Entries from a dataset
++++++++++
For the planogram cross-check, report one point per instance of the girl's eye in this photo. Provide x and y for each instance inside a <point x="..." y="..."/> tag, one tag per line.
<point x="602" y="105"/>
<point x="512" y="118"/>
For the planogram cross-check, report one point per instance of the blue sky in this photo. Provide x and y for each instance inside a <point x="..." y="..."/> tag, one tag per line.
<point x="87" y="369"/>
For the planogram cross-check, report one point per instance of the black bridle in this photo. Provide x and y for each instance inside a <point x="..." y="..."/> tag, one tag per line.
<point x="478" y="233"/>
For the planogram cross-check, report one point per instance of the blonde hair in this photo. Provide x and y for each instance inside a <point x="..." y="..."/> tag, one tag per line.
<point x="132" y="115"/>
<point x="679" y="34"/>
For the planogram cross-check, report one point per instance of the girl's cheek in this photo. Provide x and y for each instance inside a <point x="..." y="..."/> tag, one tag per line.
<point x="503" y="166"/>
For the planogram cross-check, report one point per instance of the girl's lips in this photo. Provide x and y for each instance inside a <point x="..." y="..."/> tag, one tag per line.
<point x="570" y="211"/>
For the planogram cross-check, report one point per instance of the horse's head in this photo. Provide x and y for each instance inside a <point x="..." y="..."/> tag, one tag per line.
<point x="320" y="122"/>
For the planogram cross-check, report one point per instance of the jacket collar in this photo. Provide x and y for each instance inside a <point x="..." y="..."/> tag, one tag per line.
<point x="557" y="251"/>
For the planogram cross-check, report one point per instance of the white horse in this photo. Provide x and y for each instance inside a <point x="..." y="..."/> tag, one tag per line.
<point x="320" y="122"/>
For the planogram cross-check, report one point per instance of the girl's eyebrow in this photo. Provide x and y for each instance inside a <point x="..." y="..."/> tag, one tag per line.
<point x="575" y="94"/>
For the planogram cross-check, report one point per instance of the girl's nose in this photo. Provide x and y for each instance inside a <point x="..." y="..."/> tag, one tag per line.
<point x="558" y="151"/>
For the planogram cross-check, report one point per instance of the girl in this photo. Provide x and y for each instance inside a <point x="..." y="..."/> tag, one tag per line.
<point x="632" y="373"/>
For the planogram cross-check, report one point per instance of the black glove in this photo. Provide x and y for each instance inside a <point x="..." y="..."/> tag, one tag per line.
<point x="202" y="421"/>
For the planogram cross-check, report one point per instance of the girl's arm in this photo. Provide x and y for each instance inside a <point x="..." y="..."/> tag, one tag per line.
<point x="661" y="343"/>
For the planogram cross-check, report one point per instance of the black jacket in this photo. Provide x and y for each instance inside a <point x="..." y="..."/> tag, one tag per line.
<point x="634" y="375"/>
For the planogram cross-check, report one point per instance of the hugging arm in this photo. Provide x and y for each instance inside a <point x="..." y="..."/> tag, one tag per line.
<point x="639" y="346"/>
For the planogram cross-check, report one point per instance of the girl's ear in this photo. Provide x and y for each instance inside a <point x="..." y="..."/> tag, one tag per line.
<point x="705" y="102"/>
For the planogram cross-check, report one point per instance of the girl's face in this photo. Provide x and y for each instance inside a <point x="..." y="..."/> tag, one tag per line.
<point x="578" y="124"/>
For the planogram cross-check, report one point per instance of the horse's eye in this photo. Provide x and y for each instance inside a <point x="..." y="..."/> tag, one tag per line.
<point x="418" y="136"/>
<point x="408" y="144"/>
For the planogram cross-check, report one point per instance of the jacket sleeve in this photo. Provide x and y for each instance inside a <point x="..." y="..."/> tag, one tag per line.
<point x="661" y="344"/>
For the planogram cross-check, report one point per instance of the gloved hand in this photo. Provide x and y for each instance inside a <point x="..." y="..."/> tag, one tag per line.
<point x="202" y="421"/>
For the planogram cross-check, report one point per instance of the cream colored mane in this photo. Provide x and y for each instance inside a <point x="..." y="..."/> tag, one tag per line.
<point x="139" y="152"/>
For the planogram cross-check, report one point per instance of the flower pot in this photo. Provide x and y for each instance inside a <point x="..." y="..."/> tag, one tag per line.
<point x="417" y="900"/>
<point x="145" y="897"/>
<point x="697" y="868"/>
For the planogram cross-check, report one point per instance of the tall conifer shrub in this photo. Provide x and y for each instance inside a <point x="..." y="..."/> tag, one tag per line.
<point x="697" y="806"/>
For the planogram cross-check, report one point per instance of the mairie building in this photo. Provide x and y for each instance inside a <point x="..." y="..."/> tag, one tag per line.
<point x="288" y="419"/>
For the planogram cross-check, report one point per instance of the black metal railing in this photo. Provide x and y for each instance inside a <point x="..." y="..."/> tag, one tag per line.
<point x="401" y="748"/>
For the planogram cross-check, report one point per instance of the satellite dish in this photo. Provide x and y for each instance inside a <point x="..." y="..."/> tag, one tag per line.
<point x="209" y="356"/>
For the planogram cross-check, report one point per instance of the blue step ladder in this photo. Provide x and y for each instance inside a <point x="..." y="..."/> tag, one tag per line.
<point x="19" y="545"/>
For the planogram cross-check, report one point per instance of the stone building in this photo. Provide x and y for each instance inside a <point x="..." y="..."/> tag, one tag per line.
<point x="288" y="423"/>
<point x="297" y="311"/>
++++++++++
• SET PROBLEM: Rewrite all of the rows above, substituting "shelf audit" for each occurrence of "planogram cross-check" and leaving everything else unchanged.

• THE RESULT:
For the shelf audit, report one point per instance of the girl's eye in this photo. Provide x and y for each instance inside a <point x="..." y="..."/> tag, one tag per line.
<point x="602" y="105"/>
<point x="512" y="118"/>
For the shelf audit, report one point per instance of the blue sky in this photo. Provide x and y for each instance inside a <point x="..." y="..."/> tag, one tag per line.
<point x="87" y="369"/>
For the shelf audit, report one point per instance of the black bridle in this photo. Provide x and y for each instance inside a <point x="..." y="..."/> tag, one tag per line.
<point x="478" y="233"/>
For the shelf audit, report one point per instance of the blonde hair in this photo. Provide x and y for each instance inside a <point x="..." y="..."/> tag, one tag per line.
<point x="132" y="115"/>
<point x="679" y="34"/>
For the shelf audit, report one point per instance of the girl's cheek in this photo. Provide x and y for each instance inside a <point x="..." y="..."/> tag, one tag per line.
<point x="503" y="166"/>
For the shelf audit, report one point per instance of the girl's lips in this photo. Provide x and y for each instance inside a <point x="..." y="..."/> tag, one tag per line.
<point x="570" y="211"/>
For the shelf audit, report one point per instance of the horse's head in this photo. Provide x and y for each instance inside a <point x="..." y="..."/> tag, one tag per line.
<point x="320" y="122"/>
For the shelf audit, report one point per instance of the jacket collar in this photo. Provide x and y for each instance inside a <point x="..." y="..."/> tag, one tag per line.
<point x="557" y="251"/>
For the shelf audit, report one point per instance of the white horse in this photo. Provide x and y for each instance inside a <point x="..." y="..."/> tag, one tag per line.
<point x="320" y="122"/>
For the shelf audit, report one point per instance of the girl's eyebrow in this photo. Provide x and y for each instance inside a <point x="..." y="..."/> tag, one tag per line.
<point x="575" y="94"/>
For the shelf audit, report one point per instance of the girl's nose in this photo. Provide x and y for each instance inside a <point x="..." y="..."/> tag, one tag per line.
<point x="558" y="151"/>
For the shelf audit, report one point per instance of the girl in this photo. Provide x and y for each instance inside a <point x="..." y="..."/> tag, one tag per line.
<point x="632" y="373"/>
For the shelf audit, report one point per instance of the black glove in this photo. Provide x and y for each instance inside a <point x="..." y="..."/> tag, one tag per line.
<point x="202" y="421"/>
For the shelf audit, report one point per instance of the girl's arm in this photo. Provide x and y for each instance inside a <point x="..." y="..."/> tag, one tag per line.
<point x="661" y="343"/>
For the shelf audit, report one point per instance of the black jacket in this photo. Provide x and y for each instance inside a <point x="..." y="..."/> tag, one tag per line.
<point x="634" y="375"/>
For the shelf audit, report one point per instance of the hugging arm in this photo. Provide x and y for each instance inside a <point x="..." y="..."/> tag, one tag per line.
<point x="639" y="346"/>
For the shelf audit, report one point per instance of the girl's ear in this photo. Provide x and y for each instance inside a <point x="..." y="..."/> tag, one tag per line.
<point x="705" y="102"/>
For the shelf audit, report one point per instance of the girl's face in this photo. Provide x and y for each instance inside a <point x="..." y="..."/> tag, one tag per line.
<point x="578" y="124"/>
For the shelf audit, report one point per instance of the horse's eye in this photo. Provide x and y for each instance inside a <point x="..." y="..."/> tag, one tag per line.
<point x="418" y="136"/>
<point x="408" y="144"/>
For the shelf audit, report one point per instance of the jacket sleeve in this photo. Provide x and y for each instance inside a <point x="..." y="..."/> tag, one tag per line.
<point x="661" y="344"/>
For the shelf audit, report one point per instance of the gloved hand in this photo. Provide x and y for each instance inside a <point x="..." y="..."/> tag, one tag per line.
<point x="202" y="421"/>
For the shelf audit, report one point per instance of the cream colored mane in this photo. Provide x and y for each instance inside a <point x="..." y="..."/> tag, one tag per line.
<point x="139" y="152"/>
For the shelf audit, report one point per instance of the flower pot in this photo. Provide x and y for each instance inside a <point x="..." y="..."/> tag, one tag per line.
<point x="417" y="900"/>
<point x="145" y="897"/>
<point x="697" y="868"/>
For the shelf audit, report one point per instance of the tall conifer shrub in this photo. Provide x and y for each instance inside a <point x="..." y="..."/> tag, one tag per line.
<point x="697" y="806"/>
For the shelf audit, report one point per instance of the mairie building in this photo. Provide x and y for each instance inside a <point x="..." y="..."/> tag, one tag per line.
<point x="288" y="419"/>
For the shelf audit, report one point per instance of the black metal railing in this photo. Provide x and y for each instance inside a <point x="..." y="..."/> tag, one tag per line.
<point x="401" y="748"/>
For the shelf audit, report one point per instance of the satellite dish in this photo. Provide x and y for each instance inside a <point x="..." y="..."/> tag, one tag per line.
<point x="209" y="356"/>
For the shelf audit, report one point per instance of the blue step ladder in this photo. Provide x and y for each instance inside a <point x="..." y="..."/> tag, one tag per line.
<point x="19" y="545"/>
For the shelf audit, report one point per instance of the stone building in this photo. Provide x and y for each instance inside a <point x="..." y="..."/> tag, one tag per line.
<point x="288" y="423"/>
<point x="297" y="311"/>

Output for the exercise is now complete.